* TASK *
Rewrite every line from the start of the listing through the line holding "[[578, 239]]", inclusive, with the requests kept and the pictures omitted. Scale each point coordinate in the answers by 0.75, rounding to whole numbers with halves rounded up, and leave the numbers in the requests and their sample formats unchanged.

(Stored items from a collection)
--------------------------------

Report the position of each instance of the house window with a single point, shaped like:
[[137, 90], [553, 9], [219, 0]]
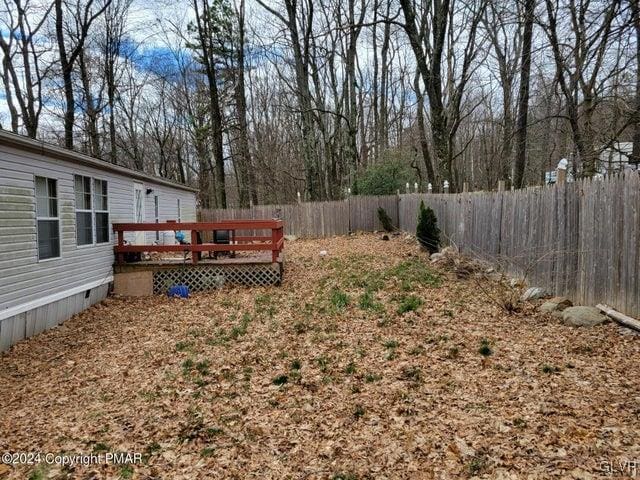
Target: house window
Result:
[[84, 214], [101, 210], [92, 208], [47, 218], [156, 212]]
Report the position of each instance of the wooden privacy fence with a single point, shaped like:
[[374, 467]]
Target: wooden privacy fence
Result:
[[578, 239]]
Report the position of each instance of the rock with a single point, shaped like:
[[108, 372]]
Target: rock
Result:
[[533, 293], [555, 303], [436, 256], [582, 316]]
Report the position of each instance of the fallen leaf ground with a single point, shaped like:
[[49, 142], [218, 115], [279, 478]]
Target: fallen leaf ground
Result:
[[365, 364]]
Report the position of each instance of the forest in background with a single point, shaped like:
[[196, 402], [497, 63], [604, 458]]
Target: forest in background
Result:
[[253, 101]]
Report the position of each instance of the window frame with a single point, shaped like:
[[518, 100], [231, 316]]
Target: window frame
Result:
[[57, 198], [92, 194], [156, 213], [96, 211]]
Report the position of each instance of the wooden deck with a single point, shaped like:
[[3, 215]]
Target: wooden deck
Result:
[[172, 262], [252, 258]]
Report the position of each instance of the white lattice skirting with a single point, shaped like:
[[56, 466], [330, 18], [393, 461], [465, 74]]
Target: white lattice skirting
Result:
[[207, 277]]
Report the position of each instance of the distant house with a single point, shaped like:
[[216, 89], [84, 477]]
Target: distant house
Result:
[[613, 159], [56, 241]]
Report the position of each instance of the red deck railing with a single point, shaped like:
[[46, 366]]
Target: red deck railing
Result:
[[273, 242]]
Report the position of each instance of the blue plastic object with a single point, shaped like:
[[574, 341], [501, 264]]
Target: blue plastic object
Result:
[[180, 291]]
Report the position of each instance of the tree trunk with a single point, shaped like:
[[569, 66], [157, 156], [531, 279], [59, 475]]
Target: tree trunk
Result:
[[523, 97]]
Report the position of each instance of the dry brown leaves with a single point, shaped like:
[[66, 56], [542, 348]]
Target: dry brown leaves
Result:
[[287, 382]]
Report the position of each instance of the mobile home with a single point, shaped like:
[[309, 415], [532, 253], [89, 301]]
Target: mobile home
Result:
[[56, 243]]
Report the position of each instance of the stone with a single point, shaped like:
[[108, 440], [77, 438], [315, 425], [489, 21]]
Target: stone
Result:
[[555, 303], [133, 284], [582, 316], [533, 293], [450, 250], [436, 256]]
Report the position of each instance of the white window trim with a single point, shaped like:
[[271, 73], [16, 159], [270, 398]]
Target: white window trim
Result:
[[107, 211], [92, 211], [156, 213], [35, 197]]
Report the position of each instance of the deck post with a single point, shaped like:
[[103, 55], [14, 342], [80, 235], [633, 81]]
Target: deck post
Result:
[[120, 244], [194, 241]]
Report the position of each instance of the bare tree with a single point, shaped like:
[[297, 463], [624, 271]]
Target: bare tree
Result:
[[21, 54]]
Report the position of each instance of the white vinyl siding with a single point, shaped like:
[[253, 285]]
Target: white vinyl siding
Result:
[[24, 278]]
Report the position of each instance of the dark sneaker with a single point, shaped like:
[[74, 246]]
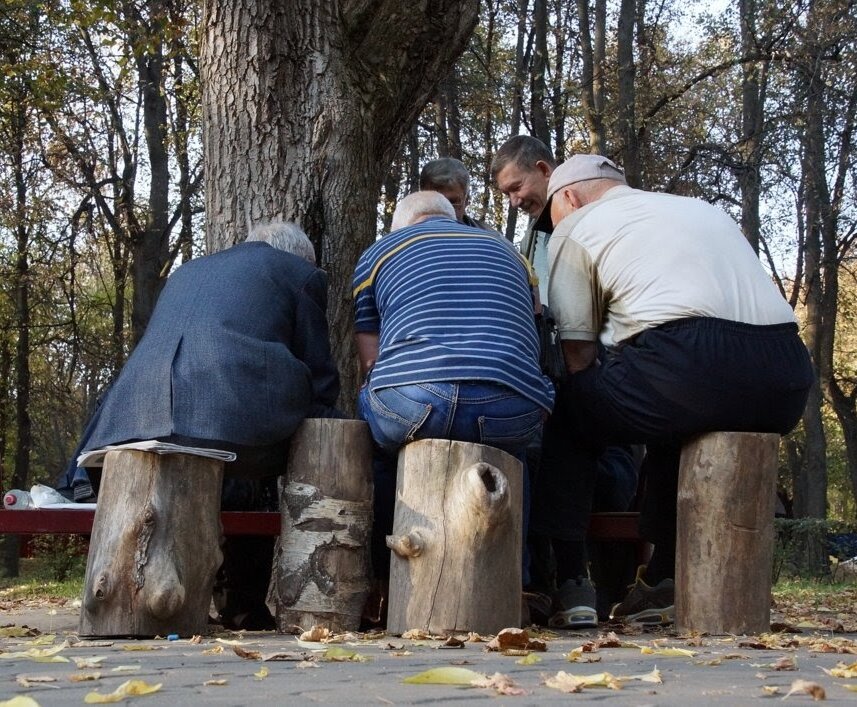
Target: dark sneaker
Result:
[[575, 604], [645, 604]]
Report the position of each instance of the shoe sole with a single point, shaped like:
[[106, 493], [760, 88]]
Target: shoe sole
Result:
[[663, 616], [578, 617]]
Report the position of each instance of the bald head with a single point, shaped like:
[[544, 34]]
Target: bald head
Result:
[[420, 206]]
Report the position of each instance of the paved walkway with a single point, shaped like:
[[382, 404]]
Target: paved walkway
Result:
[[720, 671]]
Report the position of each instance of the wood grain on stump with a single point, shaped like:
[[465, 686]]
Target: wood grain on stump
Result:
[[155, 546], [725, 533], [456, 562]]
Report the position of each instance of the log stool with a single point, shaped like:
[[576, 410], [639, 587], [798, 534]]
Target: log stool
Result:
[[456, 542], [725, 533], [155, 546], [321, 563]]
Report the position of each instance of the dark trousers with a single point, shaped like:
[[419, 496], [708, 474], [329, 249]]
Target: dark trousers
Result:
[[677, 380]]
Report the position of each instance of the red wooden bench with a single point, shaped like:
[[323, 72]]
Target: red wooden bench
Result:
[[602, 526]]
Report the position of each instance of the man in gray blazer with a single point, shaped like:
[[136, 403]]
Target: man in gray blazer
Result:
[[235, 356]]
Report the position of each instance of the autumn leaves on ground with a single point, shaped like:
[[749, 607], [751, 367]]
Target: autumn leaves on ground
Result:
[[807, 619]]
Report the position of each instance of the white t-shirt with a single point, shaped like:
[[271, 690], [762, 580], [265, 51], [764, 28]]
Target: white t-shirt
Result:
[[633, 260]]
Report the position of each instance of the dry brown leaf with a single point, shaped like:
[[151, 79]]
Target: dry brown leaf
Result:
[[503, 684], [247, 655], [786, 662], [316, 634], [808, 687], [509, 638], [843, 671]]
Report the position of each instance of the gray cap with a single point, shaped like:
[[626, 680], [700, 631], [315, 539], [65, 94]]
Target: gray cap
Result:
[[579, 168]]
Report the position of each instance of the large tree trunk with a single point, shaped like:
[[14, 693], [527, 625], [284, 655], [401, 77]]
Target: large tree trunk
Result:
[[627, 122], [305, 104]]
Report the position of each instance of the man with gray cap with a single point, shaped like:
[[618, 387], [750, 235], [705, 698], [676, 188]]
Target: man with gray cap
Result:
[[699, 338]]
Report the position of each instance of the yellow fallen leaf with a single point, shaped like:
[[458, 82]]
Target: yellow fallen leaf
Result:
[[654, 676], [46, 639], [337, 654], [444, 676], [566, 682], [669, 652], [247, 655], [40, 655], [315, 634], [16, 632], [28, 680], [842, 671], [810, 688], [129, 688], [19, 701]]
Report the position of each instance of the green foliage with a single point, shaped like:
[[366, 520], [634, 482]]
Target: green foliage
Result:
[[801, 548], [59, 558]]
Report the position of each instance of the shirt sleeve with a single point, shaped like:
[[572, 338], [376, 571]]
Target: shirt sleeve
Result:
[[366, 316], [573, 290]]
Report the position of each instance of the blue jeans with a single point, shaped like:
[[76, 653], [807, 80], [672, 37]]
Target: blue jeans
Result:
[[485, 413]]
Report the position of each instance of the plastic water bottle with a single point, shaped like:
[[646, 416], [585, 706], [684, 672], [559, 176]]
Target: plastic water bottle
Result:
[[17, 500]]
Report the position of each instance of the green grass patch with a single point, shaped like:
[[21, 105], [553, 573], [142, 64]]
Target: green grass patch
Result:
[[35, 582]]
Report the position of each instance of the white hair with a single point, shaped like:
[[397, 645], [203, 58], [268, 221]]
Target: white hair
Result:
[[285, 236], [420, 206]]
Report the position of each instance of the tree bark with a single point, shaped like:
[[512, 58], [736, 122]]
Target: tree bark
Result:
[[155, 546], [627, 123], [321, 564], [305, 104], [456, 563], [725, 533]]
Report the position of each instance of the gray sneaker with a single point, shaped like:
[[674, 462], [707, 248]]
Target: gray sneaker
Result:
[[645, 604], [575, 602]]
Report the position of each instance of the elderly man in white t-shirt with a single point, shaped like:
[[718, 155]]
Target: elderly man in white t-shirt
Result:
[[699, 337]]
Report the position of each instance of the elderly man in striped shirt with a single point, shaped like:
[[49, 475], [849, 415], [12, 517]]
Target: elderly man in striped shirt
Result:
[[446, 340]]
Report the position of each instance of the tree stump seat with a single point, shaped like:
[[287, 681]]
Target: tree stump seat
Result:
[[321, 562], [155, 546], [725, 533], [456, 542]]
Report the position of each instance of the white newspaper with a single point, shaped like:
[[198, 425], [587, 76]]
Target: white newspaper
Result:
[[95, 457]]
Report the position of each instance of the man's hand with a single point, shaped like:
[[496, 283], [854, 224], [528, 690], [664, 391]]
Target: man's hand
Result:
[[578, 355]]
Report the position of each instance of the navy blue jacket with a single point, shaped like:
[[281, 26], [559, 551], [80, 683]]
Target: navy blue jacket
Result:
[[237, 351]]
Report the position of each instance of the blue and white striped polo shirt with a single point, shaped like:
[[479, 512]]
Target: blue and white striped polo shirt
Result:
[[450, 303]]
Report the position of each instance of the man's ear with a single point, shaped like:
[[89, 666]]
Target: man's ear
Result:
[[544, 168]]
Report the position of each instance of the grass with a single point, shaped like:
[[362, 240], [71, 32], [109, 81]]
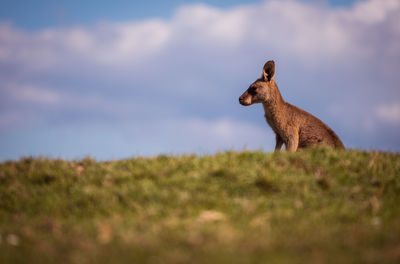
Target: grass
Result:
[[315, 206]]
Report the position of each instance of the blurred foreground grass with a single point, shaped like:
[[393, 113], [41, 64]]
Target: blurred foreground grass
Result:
[[315, 206]]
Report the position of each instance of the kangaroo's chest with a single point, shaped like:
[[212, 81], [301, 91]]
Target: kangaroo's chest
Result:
[[275, 122]]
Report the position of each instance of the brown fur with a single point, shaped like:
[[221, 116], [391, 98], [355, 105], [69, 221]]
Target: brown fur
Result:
[[294, 127]]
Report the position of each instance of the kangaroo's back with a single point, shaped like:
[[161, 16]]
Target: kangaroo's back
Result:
[[312, 131]]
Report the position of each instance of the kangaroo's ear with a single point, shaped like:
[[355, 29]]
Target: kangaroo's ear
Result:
[[268, 70]]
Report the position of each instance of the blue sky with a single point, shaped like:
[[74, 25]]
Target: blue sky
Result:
[[143, 78], [33, 15]]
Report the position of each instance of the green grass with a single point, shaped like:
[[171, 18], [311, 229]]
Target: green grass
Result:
[[315, 206]]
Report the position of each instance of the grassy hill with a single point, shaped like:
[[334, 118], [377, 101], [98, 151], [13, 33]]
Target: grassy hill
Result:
[[316, 206]]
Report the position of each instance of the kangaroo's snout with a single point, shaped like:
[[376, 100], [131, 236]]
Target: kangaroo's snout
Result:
[[244, 99]]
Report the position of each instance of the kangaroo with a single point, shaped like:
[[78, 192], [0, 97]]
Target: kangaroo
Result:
[[294, 127]]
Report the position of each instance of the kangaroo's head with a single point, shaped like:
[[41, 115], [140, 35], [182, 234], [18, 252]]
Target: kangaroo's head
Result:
[[262, 89]]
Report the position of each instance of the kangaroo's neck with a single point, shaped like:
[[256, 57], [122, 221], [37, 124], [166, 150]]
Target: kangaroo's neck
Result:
[[274, 102]]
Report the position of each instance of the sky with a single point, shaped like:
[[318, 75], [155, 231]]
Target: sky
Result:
[[122, 79]]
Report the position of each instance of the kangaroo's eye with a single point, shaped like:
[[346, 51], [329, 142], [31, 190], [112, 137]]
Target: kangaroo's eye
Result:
[[252, 90]]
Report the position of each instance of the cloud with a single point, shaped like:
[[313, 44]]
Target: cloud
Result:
[[338, 63], [389, 113]]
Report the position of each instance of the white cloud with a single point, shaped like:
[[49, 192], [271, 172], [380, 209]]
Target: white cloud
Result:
[[190, 69], [389, 113]]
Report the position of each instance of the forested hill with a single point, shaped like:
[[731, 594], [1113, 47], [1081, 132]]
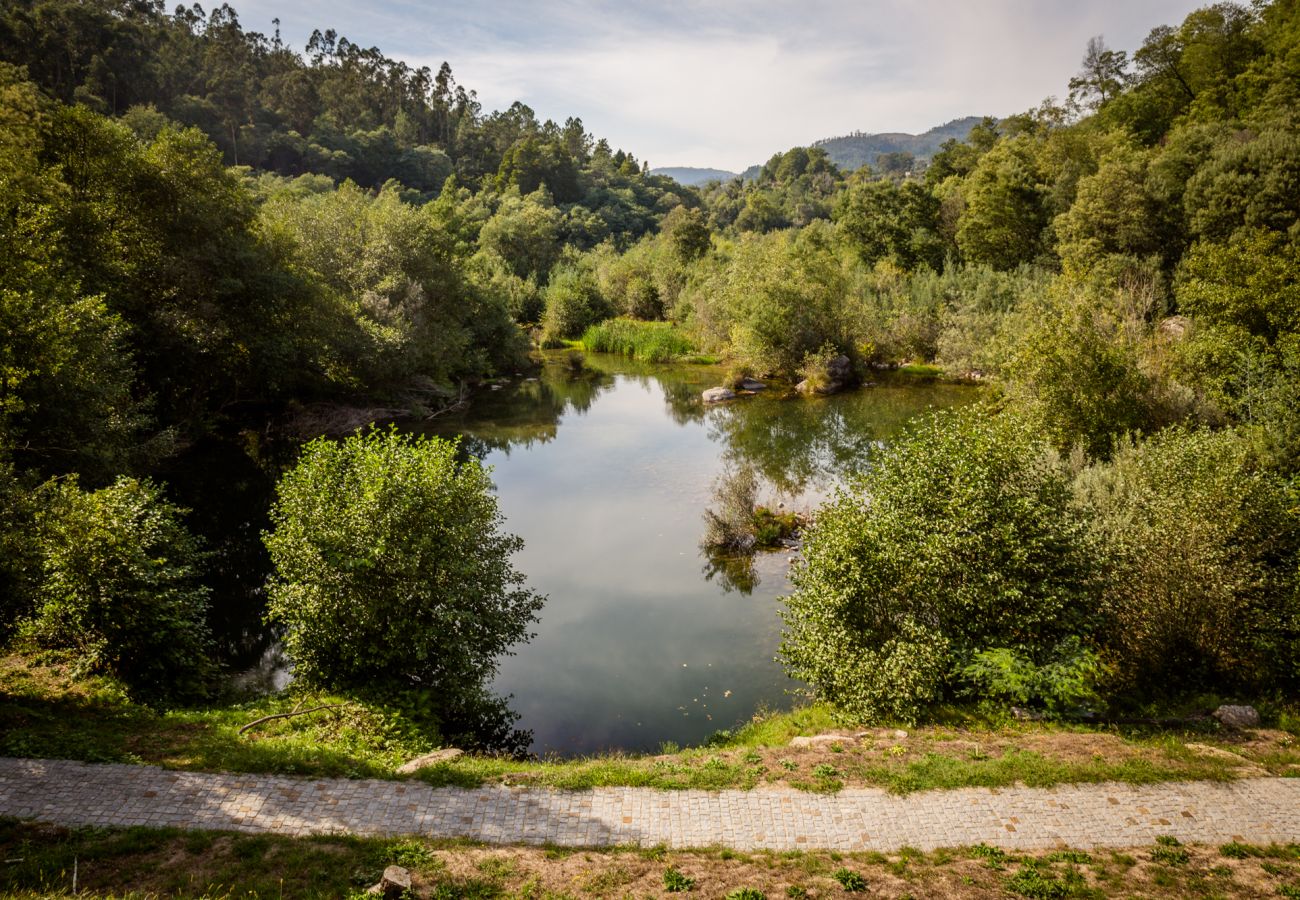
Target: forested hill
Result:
[[853, 151], [693, 176], [338, 108]]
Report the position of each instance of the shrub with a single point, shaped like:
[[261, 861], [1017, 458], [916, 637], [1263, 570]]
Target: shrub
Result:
[[850, 881], [573, 302], [675, 882], [120, 587], [1201, 549], [1067, 683], [390, 566], [961, 537]]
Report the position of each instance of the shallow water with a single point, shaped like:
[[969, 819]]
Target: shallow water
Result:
[[606, 474]]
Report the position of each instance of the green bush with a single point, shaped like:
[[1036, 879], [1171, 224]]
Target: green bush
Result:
[[573, 302], [1064, 684], [1201, 554], [120, 587], [390, 567], [675, 882], [651, 341], [961, 537]]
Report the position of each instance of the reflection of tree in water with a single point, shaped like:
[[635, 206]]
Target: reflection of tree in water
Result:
[[525, 412], [792, 442], [807, 442], [733, 571]]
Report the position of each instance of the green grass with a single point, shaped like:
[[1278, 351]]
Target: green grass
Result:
[[649, 341], [147, 862], [47, 713]]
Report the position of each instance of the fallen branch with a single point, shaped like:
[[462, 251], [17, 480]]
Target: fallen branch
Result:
[[285, 715]]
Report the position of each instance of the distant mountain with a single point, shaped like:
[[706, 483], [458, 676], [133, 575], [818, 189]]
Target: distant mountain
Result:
[[849, 152], [693, 177], [853, 151]]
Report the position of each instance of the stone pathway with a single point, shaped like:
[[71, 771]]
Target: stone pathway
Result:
[[1259, 810]]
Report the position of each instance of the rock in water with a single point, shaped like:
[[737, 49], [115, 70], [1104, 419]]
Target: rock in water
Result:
[[1238, 717], [429, 760]]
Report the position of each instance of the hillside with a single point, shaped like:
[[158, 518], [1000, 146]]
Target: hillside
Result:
[[849, 152], [693, 176], [853, 151]]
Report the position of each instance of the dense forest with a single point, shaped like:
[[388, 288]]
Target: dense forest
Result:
[[208, 234]]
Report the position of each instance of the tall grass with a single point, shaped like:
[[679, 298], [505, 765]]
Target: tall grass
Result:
[[651, 341]]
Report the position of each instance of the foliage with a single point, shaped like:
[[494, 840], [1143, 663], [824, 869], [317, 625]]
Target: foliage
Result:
[[391, 567], [729, 520], [1062, 686], [1200, 555], [960, 539], [120, 587], [654, 342], [573, 303], [675, 882]]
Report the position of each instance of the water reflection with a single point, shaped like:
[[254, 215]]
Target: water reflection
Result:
[[605, 472]]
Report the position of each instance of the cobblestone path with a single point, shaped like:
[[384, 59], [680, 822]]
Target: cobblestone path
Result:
[[1256, 810]]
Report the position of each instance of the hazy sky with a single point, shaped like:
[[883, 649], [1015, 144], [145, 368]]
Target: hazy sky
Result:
[[729, 82]]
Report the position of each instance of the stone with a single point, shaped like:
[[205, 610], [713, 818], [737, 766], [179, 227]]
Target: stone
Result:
[[429, 760], [819, 740], [394, 882], [1238, 717]]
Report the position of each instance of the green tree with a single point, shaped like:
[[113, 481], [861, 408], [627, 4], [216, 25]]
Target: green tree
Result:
[[960, 539], [1201, 559], [121, 587], [390, 567], [1002, 220]]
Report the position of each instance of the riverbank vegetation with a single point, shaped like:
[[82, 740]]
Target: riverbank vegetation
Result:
[[47, 709], [206, 234], [144, 861]]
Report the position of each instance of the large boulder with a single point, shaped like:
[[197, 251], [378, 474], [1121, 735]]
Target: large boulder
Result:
[[1238, 717], [395, 882]]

--------------------------------

* THE RESULT *
Report the position of each instance of the house window with a single point, shaped like:
[[137, 90], [553, 9], [219, 0]]
Target: house window
Result:
[[63, 161], [76, 158], [69, 156], [35, 164], [117, 159]]
Report the position of each instance of the wooden privacy fence with a single point, shaped like:
[[374, 467]]
Target: wooden privacy fence
Result:
[[434, 179]]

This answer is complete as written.